20200315「勝手に三岐鉄道ハイキング『桑名の員弁街道を歩く』」(三ツ矢橋から三岐鉄道北勢線・星川駅)(補遺編にて完)
3月15日に行ってきた「勝手に三岐鉄道ハイキング『桑名の員弁街道を歩く』」(三ツ矢橋から三岐鉄道北勢線・星川駅)の補遺編です。見てきたところはさほど多くありませんし、話に夢中になって見逃したところもいくつかありますので、補遺編として書くことにしました。概要は、昨日(3/15)の予告編をご覧ください(2020年3月15日:20200315「勝手に三岐鉄道ハイキング『桑名の員弁街道を歩く』」(三ツ矢橋から三岐鉄道北勢線・星川駅)(予告編))。
まずは、歩いたルートと、立ち寄ったところの詳しいマップその1です。私とM氏は、桑名駅から近鉄名古屋線に乗って益生駅まで。ここでK氏と合流。員弁街道を歩く前に、お二人とも有王塚と俊寬塚の存在は知ってはいたものの、行ったことはないということでしたので、まずはそちらへ。これは益生駅の西にあります。
──────
▸ 課題の指示: 員弁街道ハイキングの記事のうち、「3月15日に行ってきた「勝手」という語句を含むところから始めて「勢線・星川駅)(予告編))。」で終わる部分を、そのまま抜き出してもらえますか。

▸ 記録一覧:
──────
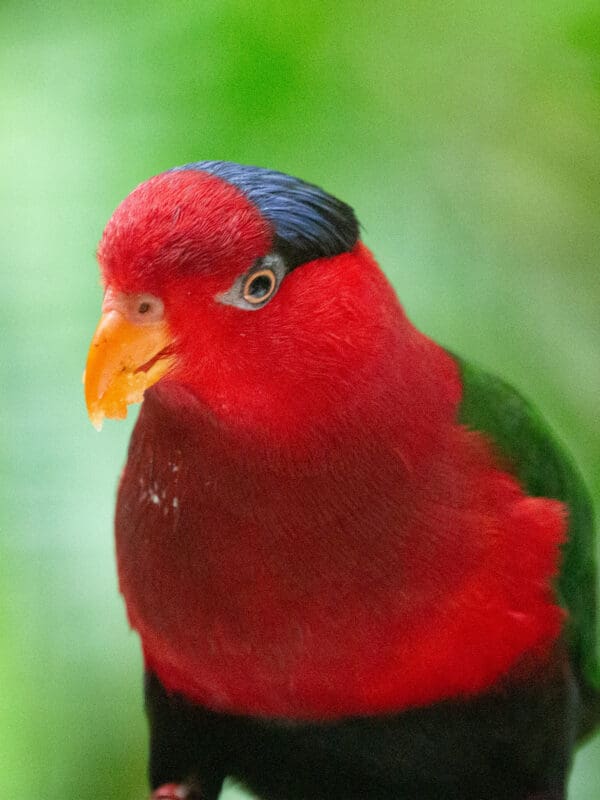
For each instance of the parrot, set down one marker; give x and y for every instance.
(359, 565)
──────
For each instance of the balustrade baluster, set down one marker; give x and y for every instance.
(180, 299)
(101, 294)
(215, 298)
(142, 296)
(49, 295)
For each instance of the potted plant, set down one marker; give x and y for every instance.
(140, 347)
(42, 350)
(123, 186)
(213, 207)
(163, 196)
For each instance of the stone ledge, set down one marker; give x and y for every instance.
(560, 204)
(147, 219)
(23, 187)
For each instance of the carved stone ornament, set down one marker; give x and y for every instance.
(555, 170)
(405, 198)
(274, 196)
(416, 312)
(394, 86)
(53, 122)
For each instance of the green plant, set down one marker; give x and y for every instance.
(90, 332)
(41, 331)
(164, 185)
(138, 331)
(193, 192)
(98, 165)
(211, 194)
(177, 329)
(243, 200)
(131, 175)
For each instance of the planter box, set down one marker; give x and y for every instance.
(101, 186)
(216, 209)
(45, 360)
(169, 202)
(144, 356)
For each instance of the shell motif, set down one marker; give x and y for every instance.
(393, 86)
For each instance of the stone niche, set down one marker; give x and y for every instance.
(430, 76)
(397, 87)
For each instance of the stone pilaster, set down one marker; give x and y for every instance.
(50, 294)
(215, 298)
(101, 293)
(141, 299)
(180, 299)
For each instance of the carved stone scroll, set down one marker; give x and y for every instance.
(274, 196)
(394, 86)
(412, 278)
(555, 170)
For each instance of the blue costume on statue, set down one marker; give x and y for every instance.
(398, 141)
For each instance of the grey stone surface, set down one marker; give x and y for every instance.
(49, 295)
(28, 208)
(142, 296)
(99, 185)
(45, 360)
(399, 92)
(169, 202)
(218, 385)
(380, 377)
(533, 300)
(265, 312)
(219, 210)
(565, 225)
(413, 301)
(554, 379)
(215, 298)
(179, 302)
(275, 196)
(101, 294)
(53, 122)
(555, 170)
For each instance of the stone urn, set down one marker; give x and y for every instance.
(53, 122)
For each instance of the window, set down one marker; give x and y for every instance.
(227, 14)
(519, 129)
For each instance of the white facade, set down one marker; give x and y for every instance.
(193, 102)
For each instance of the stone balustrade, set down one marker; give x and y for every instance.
──────
▸ 課題への解答:
3月15日に行ってきた「勝手に三岐鉄道ハイキング『桑名の員弁街道を歩く』」(三ツ矢橋から三岐鉄道北勢線・星川駅)の補遺編です。見てきたところはさほど多くありませんし、話に夢中になって見逃したところもいくつかありますので、補遺編として書くことにしました。概要は、昨日(3/15)の予告編をご覧ください(2020年3月15日:20200315「勝手に三岐鉄道ハイキング『桑名の員弁街道を歩く』」(三ツ矢橋から三岐鉄道北勢線・星川駅)(予告編))。